Rewrite the part of the data that opens with the line containing "Query: stone paved courtyard" and runs through the end of the data, replacing "courtyard" with "plaza" and leaving everything else unchanged.

-- BEGIN Record extracts --

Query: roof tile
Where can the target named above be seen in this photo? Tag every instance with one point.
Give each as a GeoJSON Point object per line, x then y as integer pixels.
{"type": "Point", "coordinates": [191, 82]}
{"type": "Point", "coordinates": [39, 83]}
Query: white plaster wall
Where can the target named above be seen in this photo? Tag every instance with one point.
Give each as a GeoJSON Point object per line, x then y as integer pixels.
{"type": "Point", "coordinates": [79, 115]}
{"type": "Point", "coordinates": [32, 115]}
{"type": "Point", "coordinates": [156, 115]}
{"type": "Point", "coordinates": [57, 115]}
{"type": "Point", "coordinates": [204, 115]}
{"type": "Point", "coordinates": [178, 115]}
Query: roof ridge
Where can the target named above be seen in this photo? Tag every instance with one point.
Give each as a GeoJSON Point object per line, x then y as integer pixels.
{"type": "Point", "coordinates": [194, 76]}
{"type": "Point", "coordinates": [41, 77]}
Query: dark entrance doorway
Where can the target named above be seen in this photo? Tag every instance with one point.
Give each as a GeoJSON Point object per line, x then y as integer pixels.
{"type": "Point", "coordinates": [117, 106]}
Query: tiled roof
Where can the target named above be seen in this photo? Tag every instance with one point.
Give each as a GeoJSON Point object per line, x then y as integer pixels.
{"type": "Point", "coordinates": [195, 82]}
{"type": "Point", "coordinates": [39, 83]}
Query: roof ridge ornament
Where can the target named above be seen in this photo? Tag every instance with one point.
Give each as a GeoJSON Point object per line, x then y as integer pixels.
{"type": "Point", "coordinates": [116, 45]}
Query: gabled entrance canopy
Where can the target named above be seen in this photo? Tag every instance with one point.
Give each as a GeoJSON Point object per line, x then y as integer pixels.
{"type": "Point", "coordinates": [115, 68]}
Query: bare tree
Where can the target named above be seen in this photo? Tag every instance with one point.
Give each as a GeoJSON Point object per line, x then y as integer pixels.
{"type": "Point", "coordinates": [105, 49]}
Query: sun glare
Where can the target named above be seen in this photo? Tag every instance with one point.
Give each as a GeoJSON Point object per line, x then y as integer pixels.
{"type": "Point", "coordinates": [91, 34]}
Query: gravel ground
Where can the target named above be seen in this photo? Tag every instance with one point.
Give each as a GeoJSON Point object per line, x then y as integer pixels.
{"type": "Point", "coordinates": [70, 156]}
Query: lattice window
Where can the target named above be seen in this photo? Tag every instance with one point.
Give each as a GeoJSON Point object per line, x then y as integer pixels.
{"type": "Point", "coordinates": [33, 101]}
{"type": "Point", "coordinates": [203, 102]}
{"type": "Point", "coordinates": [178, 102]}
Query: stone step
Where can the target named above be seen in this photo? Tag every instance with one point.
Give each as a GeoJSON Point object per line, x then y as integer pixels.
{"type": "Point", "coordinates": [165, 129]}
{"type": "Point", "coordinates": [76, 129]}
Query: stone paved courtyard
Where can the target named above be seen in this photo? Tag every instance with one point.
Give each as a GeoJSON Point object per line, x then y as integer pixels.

-- END Record extracts --

**Final result:**
Query: stone paved plaza
Where can the target named above be seen in this photo? Tag every instance with one point.
Give each as a GeoJSON Point object per line, x then y as integer pixels.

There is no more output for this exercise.